Start of Dataset records

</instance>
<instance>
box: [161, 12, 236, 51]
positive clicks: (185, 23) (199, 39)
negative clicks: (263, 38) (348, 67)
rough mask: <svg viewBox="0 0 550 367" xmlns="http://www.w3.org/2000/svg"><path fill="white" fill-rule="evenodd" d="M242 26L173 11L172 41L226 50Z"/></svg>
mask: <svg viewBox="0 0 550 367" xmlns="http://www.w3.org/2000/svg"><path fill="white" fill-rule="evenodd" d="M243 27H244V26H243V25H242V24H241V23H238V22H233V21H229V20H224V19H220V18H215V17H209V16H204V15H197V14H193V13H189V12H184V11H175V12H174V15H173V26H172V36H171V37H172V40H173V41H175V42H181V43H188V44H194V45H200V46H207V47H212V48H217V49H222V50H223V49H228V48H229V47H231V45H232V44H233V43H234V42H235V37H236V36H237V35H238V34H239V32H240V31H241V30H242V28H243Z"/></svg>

End of Dataset records

[Your instructions] Turn the lines of the records above into a numbered list, omitting any blank lines.

[Result]
1. </instance>
2. <instance>
3. box: [161, 12, 236, 51]
4. positive clicks: (185, 23) (199, 39)
5. negative clicks: (263, 38) (348, 67)
6. rough mask: <svg viewBox="0 0 550 367" xmlns="http://www.w3.org/2000/svg"><path fill="white" fill-rule="evenodd" d="M242 26L173 11L172 41L226 50Z"/></svg>
7. mask: <svg viewBox="0 0 550 367" xmlns="http://www.w3.org/2000/svg"><path fill="white" fill-rule="evenodd" d="M243 27H244V26H243V25H242V24H241V23H238V22H233V21H229V20H224V19H220V18H215V17H209V16H204V15H197V14H193V13H189V12H184V11H175V12H174V15H173V26H172V36H171V37H172V40H173V41H175V42H181V43H188V44H194V45H200V46H207V47H212V48H217V49H222V50H223V49H228V48H229V47H231V45H232V44H233V43H234V42H235V37H236V36H237V35H238V34H239V32H240V31H241V30H242V28H243Z"/></svg>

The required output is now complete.